# Data provided
+===+

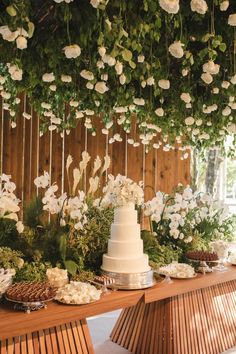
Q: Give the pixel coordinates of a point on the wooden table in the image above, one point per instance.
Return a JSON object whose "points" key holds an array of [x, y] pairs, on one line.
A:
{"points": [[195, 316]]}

+===+

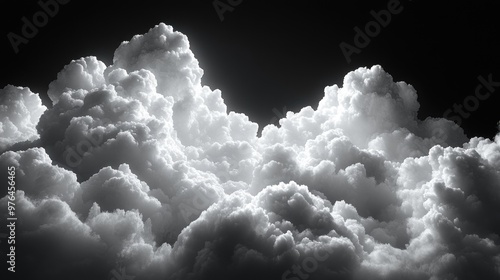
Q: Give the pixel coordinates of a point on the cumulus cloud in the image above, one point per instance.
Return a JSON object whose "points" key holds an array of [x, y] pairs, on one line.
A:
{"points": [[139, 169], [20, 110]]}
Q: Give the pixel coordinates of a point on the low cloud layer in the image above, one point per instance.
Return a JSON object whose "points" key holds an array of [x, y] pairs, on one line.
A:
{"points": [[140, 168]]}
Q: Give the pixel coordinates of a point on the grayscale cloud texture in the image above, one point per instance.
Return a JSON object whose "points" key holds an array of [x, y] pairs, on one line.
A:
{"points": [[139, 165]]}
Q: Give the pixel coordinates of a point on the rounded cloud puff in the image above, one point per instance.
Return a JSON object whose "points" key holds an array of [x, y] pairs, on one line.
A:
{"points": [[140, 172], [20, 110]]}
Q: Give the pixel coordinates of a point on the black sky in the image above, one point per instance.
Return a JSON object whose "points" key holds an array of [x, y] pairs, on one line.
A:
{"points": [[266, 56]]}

+===+

# Task objective
Please pick out each line of the data above that contains the word "grayscale" and copy those lines word for word.

# Result of this exercise
Q: Give the pixel coordinates of a point on the grayscale cloud texture in the image above, one point per instance.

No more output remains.